» RECORDS FOR THE EXERCISE:
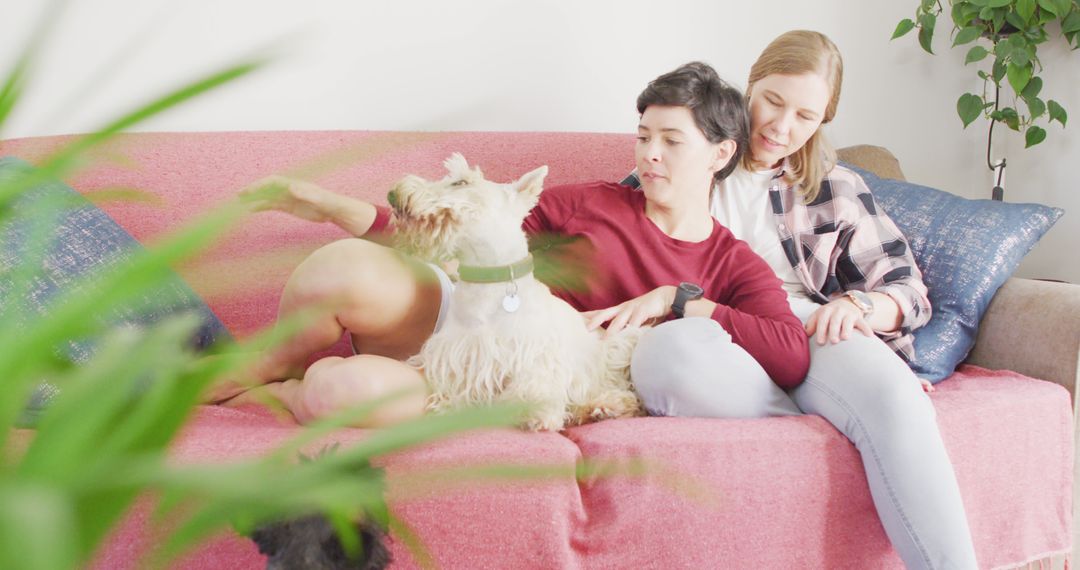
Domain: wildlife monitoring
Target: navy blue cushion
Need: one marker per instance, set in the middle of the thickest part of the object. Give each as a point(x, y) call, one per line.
point(83, 238)
point(967, 249)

» REQUIRED TASK: Rewrite every line of the listing above except the picture, keeping the request lines unchanged, and shift each x and y coordinate in the point answers up by 61.

» REPLY:
Domain: wildlife monitoring
Target: navy blue cushion
Need: one marker per instance, set in the middle of the thickest part of the object. Give each as a point(x, y) call, one per line.
point(144, 299)
point(1028, 310)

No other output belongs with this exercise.